* What this exercise asks:
1. Return the passage of the excerpt on queer educators and public school policy that begins at the words "In the areas" and stops after "by the district.".
2. According to the excerpt on queer educators and public school policy, what mechanism have local school boards used to regulate public school employees' behavior and identity?

[[ Excerpt, beginning ]]

Queer educators and students who work, learn, live, and play within the walls of U.S. public schools reside at the intersection of a host of contradictory and paradoxical laws and policies. This sheer complexity in law and policy means that there is quite a bit of variation in what individual queer schoolworkers and students experience within their own public school. Much of the political concern regarding queers, sexual orientation, and public educational policy involves the areas of personnel; curriculum, student identity, and behavior; and extracurricular activities.

Educational Personnel

In the areas of personnel, local school boards have been given wide latitude in regulating public school employees' behavior and identity through the mechanism of the “morality clause,” which typically has been interpreted as the behavior that a majority of the school board members deem as moral. Under these broad and ill-defined morality clauses, school boards have forbidden a range of seemingly innocuous activities, including dancing, smoking, drinking alcoholic beverages, and working in establishments that serve alcohol. Female teachers have been subject to far closer scrutiny and have been barred from riding in automobiles with men who are not their relatives, required to live in “teacherages,” and barred from marrying if they wished to remain employed by the district.

[[ Excerpt, end ]]
[[ Given entries, beginning ]]

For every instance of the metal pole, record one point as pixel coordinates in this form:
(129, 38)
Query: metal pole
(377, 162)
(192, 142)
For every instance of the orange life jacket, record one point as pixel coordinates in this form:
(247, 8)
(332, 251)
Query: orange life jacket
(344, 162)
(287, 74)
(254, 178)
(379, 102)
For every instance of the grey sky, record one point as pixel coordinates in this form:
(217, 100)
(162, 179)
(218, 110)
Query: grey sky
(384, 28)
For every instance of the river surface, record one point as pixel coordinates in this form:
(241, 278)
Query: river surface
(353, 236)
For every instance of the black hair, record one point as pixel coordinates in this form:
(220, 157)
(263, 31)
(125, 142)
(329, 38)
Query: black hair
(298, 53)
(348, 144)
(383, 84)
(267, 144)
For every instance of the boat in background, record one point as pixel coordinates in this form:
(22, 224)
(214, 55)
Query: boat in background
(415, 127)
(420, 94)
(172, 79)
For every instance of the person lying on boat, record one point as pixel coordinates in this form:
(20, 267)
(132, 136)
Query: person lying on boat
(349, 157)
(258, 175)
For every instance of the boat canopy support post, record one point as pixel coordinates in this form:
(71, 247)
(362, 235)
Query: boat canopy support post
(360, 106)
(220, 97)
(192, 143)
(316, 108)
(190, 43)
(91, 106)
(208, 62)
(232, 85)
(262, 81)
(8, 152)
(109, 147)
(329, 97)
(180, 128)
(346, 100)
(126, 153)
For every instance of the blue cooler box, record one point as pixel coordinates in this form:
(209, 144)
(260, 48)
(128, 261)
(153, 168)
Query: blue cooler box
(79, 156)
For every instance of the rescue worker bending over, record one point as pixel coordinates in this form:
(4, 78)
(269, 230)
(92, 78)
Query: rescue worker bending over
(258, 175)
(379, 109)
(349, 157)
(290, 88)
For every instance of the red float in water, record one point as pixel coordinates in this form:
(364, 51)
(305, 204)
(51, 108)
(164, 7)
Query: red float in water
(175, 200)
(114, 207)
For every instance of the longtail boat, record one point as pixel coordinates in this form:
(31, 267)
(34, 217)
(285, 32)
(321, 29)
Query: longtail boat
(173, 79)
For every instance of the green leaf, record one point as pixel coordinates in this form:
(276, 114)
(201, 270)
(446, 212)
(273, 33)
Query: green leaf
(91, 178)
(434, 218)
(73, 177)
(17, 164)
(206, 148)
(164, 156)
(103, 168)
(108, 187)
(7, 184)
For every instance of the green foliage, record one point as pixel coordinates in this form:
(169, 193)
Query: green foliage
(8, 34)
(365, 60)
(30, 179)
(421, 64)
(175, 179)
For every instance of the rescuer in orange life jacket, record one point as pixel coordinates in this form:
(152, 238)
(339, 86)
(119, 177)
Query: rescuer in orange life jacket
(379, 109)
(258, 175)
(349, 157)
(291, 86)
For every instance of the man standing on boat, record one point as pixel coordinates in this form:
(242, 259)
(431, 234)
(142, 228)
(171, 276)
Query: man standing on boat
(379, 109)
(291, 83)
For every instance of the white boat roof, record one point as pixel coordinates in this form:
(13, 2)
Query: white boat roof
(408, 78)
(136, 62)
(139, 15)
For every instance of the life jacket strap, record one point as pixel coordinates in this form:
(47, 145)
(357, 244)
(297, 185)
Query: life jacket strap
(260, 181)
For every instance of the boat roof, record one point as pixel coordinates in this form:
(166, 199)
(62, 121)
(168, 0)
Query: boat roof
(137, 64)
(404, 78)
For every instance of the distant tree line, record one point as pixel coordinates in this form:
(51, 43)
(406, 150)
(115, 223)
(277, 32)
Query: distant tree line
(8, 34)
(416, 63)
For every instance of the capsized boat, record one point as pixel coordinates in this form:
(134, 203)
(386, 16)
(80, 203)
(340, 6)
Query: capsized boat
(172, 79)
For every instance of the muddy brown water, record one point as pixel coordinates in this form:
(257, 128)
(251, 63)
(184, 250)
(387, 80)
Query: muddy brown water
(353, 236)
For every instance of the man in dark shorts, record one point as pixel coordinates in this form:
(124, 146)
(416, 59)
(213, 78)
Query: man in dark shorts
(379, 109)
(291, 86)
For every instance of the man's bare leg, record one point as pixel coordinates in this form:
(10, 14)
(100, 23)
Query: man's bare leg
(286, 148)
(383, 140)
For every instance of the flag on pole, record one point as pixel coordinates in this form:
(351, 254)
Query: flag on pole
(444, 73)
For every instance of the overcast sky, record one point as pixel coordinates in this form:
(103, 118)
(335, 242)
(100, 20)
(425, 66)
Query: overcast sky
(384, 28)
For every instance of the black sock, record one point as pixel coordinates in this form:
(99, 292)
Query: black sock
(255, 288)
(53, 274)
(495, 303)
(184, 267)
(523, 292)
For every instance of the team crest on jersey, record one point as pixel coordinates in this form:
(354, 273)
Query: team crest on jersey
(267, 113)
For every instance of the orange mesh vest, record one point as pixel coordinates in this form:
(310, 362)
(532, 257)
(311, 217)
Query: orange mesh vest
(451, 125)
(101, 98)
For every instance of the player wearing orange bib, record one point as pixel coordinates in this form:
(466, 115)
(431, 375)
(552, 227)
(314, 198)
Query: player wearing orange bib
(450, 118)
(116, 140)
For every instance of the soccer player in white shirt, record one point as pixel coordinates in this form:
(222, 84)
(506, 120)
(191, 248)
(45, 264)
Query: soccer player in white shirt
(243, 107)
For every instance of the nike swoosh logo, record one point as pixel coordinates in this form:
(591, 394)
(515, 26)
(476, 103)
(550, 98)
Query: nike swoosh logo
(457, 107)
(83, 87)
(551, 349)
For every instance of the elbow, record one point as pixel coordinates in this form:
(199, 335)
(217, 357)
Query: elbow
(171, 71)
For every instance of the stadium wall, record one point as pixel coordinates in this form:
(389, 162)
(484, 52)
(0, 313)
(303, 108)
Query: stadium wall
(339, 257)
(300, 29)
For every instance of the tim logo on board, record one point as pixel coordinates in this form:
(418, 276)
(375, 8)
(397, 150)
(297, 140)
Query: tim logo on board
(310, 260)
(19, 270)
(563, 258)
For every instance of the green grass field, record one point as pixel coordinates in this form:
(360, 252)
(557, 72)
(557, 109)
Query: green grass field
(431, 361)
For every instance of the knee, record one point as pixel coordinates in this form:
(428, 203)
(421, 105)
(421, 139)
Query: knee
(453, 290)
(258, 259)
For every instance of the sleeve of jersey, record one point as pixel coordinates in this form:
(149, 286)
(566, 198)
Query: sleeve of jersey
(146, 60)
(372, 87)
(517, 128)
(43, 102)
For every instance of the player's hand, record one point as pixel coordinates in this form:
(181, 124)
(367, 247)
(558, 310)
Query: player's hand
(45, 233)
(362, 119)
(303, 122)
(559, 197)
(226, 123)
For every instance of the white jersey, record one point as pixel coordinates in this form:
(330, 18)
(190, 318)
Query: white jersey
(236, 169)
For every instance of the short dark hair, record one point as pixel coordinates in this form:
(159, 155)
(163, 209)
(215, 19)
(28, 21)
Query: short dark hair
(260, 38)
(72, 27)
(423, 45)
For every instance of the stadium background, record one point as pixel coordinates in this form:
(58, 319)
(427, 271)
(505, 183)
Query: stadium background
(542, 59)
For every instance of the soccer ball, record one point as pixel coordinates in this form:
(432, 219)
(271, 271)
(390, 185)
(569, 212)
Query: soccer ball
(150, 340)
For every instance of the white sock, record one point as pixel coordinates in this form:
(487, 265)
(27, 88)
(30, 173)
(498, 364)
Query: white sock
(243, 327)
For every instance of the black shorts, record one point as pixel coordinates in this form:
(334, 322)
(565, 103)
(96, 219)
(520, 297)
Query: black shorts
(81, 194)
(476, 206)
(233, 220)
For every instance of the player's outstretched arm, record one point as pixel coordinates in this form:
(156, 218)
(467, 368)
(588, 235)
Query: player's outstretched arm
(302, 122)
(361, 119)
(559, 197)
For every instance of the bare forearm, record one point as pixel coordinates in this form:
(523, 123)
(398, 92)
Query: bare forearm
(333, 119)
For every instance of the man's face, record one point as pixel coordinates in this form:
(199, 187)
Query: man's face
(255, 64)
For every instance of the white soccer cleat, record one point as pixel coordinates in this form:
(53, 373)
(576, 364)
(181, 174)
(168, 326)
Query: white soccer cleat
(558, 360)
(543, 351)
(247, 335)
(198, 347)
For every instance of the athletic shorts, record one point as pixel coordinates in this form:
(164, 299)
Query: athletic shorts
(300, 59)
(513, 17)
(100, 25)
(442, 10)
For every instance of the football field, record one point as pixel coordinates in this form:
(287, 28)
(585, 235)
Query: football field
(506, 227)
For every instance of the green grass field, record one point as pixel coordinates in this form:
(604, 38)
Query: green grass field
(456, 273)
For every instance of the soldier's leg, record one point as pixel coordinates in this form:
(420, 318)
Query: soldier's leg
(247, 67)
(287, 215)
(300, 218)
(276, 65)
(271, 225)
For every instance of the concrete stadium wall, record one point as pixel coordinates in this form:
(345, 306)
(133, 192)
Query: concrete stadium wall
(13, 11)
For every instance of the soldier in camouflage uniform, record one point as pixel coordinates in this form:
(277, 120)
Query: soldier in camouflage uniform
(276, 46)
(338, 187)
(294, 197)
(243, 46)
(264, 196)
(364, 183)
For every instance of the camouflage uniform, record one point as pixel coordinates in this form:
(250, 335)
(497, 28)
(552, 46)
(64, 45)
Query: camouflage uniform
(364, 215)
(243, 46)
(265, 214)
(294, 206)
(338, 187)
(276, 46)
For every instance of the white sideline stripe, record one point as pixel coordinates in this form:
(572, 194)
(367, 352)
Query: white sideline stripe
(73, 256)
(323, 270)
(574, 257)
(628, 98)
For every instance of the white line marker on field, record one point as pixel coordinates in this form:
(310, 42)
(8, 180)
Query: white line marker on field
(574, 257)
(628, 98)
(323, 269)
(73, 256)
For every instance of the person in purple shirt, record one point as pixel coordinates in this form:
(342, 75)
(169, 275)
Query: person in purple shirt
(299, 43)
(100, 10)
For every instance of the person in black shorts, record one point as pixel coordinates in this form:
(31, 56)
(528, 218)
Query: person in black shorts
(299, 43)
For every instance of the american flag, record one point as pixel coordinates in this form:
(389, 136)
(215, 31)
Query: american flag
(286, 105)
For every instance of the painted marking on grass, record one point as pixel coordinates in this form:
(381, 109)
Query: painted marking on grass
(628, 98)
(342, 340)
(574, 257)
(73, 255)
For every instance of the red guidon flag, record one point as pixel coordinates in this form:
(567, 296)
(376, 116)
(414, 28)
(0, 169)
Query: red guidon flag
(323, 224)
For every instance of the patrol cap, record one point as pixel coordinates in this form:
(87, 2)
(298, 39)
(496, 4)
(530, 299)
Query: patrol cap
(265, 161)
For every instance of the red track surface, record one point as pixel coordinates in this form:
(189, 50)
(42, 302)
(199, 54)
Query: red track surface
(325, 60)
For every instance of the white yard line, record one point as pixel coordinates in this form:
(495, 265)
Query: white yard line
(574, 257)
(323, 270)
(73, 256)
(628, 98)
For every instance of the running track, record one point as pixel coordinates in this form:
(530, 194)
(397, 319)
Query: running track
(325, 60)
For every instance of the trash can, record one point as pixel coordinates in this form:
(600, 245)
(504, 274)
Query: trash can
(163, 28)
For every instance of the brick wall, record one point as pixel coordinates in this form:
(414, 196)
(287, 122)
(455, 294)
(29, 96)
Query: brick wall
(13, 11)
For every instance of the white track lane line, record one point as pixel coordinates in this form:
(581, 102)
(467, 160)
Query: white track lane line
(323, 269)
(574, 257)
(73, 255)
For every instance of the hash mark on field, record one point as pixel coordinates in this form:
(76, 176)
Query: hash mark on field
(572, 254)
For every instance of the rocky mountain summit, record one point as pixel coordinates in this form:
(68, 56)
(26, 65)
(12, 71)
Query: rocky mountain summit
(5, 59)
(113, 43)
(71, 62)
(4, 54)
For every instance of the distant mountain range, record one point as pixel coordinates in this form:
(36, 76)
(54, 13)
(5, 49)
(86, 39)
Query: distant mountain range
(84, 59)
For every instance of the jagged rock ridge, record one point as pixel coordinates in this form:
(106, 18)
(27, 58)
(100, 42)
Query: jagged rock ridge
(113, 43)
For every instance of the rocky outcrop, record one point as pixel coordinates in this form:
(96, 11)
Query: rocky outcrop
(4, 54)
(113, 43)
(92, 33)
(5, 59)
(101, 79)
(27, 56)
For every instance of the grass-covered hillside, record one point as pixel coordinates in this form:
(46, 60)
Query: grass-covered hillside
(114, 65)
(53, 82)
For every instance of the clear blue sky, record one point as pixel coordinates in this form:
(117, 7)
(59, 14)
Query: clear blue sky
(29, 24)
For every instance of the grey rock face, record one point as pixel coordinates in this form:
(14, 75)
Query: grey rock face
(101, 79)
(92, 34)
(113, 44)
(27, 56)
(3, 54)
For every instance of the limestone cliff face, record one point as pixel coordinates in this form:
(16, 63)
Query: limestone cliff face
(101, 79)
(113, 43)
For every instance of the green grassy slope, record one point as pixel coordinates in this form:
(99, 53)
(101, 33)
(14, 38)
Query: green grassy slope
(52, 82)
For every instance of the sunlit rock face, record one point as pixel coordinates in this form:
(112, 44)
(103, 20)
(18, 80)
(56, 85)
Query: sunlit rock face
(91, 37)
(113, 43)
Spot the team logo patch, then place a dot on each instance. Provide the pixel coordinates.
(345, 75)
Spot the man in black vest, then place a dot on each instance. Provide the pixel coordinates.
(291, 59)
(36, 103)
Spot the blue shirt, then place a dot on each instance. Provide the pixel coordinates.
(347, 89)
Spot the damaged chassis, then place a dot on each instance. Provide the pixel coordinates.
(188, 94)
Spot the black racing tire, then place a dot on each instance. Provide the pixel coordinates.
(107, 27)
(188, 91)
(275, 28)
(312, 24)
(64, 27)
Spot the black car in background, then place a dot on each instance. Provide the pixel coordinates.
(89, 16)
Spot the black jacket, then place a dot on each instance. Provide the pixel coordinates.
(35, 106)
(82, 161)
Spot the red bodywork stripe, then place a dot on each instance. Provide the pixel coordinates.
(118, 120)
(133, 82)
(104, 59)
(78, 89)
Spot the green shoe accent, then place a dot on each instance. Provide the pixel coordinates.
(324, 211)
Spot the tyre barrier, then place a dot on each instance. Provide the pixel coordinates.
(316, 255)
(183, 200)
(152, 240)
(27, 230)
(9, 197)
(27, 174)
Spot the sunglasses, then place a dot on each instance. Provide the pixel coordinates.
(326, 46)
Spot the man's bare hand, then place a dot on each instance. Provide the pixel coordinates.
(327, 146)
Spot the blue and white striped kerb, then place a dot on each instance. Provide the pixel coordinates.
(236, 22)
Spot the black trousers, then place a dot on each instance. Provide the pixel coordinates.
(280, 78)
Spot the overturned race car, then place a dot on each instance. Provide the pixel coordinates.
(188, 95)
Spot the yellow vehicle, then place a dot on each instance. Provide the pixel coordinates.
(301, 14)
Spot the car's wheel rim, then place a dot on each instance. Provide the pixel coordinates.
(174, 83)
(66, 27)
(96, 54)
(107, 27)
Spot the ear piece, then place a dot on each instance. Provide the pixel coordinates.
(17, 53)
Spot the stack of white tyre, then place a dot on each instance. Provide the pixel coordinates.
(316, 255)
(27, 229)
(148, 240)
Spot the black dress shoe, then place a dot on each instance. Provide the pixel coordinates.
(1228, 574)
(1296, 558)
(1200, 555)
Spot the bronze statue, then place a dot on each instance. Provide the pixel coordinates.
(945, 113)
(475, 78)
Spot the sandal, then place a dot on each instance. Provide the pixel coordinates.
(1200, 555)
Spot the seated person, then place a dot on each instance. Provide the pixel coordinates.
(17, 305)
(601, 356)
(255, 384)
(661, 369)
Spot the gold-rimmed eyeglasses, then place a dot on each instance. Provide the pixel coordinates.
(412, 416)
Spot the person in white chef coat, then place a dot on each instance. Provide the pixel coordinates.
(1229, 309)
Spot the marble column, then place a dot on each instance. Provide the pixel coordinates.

[[ Given entries, end ]]

* Solutions in order:
1.
In the areas of personnel, local school boards have been given wide latitude in regulating public school employees' behavior and identity through the mechanism of the “morality clause,” which typically has been interpreted as the behavior that a majority of the school board members deem as moral. Under these broad and ill-defined morality clauses, school boards have forbidden a range of seemingly innocuous activities, including dancing, smoking, drinking alcoholic beverages, and working in establishments that serve alcohol. Female teachers have been subject to far closer scrutiny and have been barred from riding in automobiles with men who are not their relatives, required to live in “teacherages,” and barred from marrying if they wished to remain employed by the district.

2. The "morality clause."